## Set exercise
Format every line of the records from the one containing "point at the spectator head" down to the one containing "<point>296,150</point>", inclusive, as a JSON list of strings with one string per line. Omit blank lines.

## Dataset records on where objects appear

........

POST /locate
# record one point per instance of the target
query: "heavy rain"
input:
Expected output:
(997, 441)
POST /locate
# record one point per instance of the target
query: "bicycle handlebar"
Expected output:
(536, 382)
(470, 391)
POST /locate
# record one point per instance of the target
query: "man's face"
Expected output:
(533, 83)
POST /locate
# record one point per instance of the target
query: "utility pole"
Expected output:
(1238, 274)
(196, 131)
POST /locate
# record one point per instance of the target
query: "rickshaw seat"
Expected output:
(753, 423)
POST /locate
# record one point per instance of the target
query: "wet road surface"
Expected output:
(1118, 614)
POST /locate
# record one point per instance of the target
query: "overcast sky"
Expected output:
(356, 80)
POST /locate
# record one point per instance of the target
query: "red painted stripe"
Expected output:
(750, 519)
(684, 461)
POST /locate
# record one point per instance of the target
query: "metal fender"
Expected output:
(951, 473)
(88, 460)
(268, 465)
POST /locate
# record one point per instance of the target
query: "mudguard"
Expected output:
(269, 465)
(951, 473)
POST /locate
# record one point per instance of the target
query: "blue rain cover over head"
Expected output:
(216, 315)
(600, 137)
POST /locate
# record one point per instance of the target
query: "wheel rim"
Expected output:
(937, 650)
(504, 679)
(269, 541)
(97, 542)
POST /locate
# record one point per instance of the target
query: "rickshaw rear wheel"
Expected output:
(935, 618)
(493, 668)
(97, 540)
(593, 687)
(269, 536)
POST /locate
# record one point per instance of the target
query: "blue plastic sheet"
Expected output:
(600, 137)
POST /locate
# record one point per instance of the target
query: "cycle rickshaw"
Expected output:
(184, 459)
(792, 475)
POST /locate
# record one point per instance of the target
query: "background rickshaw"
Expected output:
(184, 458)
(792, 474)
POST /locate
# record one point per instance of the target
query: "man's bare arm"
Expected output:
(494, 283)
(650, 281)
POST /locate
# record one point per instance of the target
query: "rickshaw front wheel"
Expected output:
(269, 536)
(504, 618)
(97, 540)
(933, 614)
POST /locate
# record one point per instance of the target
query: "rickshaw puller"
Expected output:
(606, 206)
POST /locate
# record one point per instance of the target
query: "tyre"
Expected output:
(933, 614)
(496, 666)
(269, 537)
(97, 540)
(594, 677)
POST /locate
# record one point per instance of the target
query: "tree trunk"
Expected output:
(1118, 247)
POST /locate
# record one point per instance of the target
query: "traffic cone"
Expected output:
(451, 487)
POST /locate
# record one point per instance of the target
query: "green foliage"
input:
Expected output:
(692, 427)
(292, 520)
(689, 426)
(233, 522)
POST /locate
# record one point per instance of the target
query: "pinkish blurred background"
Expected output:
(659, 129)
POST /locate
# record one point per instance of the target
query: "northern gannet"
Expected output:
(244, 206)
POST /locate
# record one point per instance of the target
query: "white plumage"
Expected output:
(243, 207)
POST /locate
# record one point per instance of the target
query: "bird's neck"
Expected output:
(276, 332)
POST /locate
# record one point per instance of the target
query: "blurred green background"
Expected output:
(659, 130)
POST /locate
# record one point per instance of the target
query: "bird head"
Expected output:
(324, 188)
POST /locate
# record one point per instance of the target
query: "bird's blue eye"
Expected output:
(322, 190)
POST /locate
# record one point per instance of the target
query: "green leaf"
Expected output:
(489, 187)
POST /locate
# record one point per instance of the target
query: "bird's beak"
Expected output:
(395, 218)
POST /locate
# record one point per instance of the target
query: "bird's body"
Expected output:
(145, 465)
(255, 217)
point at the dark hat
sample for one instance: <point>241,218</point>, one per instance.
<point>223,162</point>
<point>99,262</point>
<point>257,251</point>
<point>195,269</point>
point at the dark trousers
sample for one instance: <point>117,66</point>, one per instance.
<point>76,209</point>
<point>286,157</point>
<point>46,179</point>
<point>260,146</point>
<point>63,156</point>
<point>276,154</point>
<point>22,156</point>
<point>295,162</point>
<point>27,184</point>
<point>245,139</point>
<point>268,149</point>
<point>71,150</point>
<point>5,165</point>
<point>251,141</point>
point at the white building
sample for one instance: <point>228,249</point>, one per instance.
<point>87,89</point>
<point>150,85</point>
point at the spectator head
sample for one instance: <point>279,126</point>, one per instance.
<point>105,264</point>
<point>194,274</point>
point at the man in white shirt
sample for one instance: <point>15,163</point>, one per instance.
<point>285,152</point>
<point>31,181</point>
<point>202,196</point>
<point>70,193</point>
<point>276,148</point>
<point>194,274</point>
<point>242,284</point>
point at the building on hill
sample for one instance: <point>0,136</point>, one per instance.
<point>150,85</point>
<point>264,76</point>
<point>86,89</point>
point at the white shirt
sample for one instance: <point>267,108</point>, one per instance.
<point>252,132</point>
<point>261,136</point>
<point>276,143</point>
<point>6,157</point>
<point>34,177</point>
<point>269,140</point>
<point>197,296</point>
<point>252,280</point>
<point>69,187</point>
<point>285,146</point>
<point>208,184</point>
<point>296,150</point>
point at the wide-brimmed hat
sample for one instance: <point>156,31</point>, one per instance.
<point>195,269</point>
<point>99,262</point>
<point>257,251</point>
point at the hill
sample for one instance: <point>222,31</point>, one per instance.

........

## Exercise answer
[
  "point at the spectator head",
  "sample for one instance: <point>279,126</point>, one per instance.",
  "<point>105,264</point>",
  "<point>194,274</point>",
  "point at the man in white shirt",
  "sample for one instance: <point>15,163</point>, one per instance.",
  "<point>285,152</point>",
  "<point>31,181</point>",
  "<point>202,196</point>",
  "<point>70,193</point>",
  "<point>276,148</point>",
  "<point>194,274</point>",
  "<point>242,284</point>",
  "point at the building on hill",
  "sample for one instance: <point>0,136</point>, one per instance.",
  "<point>150,85</point>",
  "<point>264,76</point>",
  "<point>86,89</point>",
  "point at the white shirt",
  "sample for one instance: <point>267,108</point>, one per instance.",
  "<point>252,132</point>",
  "<point>261,136</point>",
  "<point>276,143</point>",
  "<point>6,157</point>",
  "<point>34,177</point>",
  "<point>269,140</point>",
  "<point>197,296</point>",
  "<point>252,280</point>",
  "<point>69,187</point>",
  "<point>285,146</point>",
  "<point>208,184</point>",
  "<point>296,150</point>"
]